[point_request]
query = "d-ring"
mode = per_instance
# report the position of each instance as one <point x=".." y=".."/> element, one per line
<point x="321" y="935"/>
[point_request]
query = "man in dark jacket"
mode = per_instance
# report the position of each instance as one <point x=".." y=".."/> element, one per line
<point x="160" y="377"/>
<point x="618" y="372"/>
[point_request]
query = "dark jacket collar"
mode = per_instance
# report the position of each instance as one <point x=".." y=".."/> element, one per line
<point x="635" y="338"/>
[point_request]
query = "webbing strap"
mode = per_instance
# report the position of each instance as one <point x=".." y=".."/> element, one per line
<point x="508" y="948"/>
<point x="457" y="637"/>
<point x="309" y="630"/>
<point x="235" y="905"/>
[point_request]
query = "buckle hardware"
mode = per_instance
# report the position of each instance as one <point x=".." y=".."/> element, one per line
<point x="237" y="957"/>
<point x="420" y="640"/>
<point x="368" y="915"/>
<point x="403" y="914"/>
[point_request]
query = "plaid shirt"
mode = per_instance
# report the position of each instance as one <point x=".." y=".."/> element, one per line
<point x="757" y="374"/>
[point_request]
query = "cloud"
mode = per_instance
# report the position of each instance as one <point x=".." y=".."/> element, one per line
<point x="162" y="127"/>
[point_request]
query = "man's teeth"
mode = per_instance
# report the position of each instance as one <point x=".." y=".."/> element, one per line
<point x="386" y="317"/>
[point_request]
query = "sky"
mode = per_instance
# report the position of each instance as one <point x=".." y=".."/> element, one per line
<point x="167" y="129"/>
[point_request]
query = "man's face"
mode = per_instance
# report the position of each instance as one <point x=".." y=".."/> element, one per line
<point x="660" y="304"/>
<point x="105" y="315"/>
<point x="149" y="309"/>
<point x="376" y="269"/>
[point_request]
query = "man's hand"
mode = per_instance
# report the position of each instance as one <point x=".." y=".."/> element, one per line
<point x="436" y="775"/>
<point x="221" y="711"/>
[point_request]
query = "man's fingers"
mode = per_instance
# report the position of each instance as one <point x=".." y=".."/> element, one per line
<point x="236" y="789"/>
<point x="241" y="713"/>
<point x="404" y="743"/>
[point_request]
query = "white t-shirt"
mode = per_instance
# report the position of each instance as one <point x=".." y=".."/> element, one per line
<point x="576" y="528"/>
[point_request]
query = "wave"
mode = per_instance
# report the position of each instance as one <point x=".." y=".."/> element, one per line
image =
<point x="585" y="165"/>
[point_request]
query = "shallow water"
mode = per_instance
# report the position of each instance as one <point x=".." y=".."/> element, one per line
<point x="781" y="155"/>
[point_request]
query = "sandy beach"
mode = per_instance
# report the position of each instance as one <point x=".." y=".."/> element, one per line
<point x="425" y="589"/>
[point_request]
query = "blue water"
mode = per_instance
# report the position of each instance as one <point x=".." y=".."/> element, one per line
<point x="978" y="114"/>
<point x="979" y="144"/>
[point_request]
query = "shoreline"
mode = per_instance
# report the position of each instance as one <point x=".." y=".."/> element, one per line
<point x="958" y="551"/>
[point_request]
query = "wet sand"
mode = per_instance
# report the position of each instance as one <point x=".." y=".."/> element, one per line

::::::

▶ _GOAL_
Every record shown above must be echoed exactly.

▶ _WORKED SOLUTION_
[point_request]
query = "d-ring"
mode = per_instance
# report the position of each instance as one <point x=".." y=".."/> element, one per line
<point x="321" y="935"/>
[point_request]
query = "man in dark jacket"
mode = per_instance
# report the position of each instance as one <point x=".." y=".."/> element, one per line
<point x="160" y="377"/>
<point x="618" y="372"/>
[point_request]
query = "dark jacket collar"
mode = per_instance
# report the position of each instance as one <point x=".." y=".."/> element, one per line
<point x="635" y="338"/>
[point_request]
query = "webbing strap"
mode = per_instance
# report the position of each instance as one <point x=".." y=".."/> element, one per line
<point x="508" y="948"/>
<point x="457" y="637"/>
<point x="309" y="630"/>
<point x="235" y="905"/>
[point_request]
query = "buckle hardware"
mode = per_instance
# report the position of each instance as one <point x=".." y=".."/> element, one per line
<point x="237" y="957"/>
<point x="420" y="640"/>
<point x="368" y="915"/>
<point x="403" y="914"/>
[point_request]
query = "plaid shirt"
mode = per_instance
# report the position of each instance as one <point x=".." y=".."/> element, one per line
<point x="757" y="374"/>
[point_request]
query = "cloud"
mode = per_instance
# report the position of each instance as one <point x=".." y=".."/> element, one per line
<point x="162" y="127"/>
[point_request]
query = "man's teeth"
mode = per_instance
# report the position of each instance as one <point x=".." y=".."/> element, one per line
<point x="386" y="317"/>
[point_request]
query = "sky"
mode = per_instance
# report the position of each instance as one <point x=".." y=".."/> element, one per line
<point x="167" y="129"/>
[point_request]
query = "man's face"
mode = per_instance
# report the position of each instance as one <point x=".." y=".."/> element, one per line
<point x="660" y="304"/>
<point x="105" y="315"/>
<point x="149" y="309"/>
<point x="376" y="269"/>
[point_request]
query = "man's hand"
mode = per_instance
# report the position of each instance as one <point x=".." y=".."/> element, one per line
<point x="436" y="775"/>
<point x="221" y="711"/>
[point_request]
query = "man's fingers"
mode = per_instance
# report the position of each instance as one <point x=".." y=".."/> element, one per line
<point x="236" y="789"/>
<point x="241" y="713"/>
<point x="404" y="743"/>
[point_request]
query = "white t-shirt"
mode = per_instance
# report the position of each instance as one <point x=".." y=".."/> element, one per line
<point x="576" y="528"/>
[point_request]
query = "wave"
mode = per_instance
# report the position of each instance as one <point x=".." y=".."/> element, one per line
image =
<point x="585" y="165"/>
[point_request]
query = "shallow water"
mode = per_instance
# report the position of each instance as one <point x=".." y=".."/> element, one per line
<point x="781" y="155"/>
[point_request]
query = "sandy beach"
mode = per_instance
# report the position of each instance as one <point x=".." y=".."/> element, one per line
<point x="425" y="589"/>
[point_request]
query = "blue water"
mode = per_instance
# report the position of each instance as one <point x=".." y=".."/> element, one per line
<point x="978" y="114"/>
<point x="979" y="144"/>
[point_request]
query = "shoreline"
mode = per_instance
# report the position of each instance as one <point x=".." y=".."/> element, one per line
<point x="958" y="551"/>
[point_request]
query = "wet sand"
mode = per_instance
# report the position of each instance as one <point x=".." y=".."/> element, one per line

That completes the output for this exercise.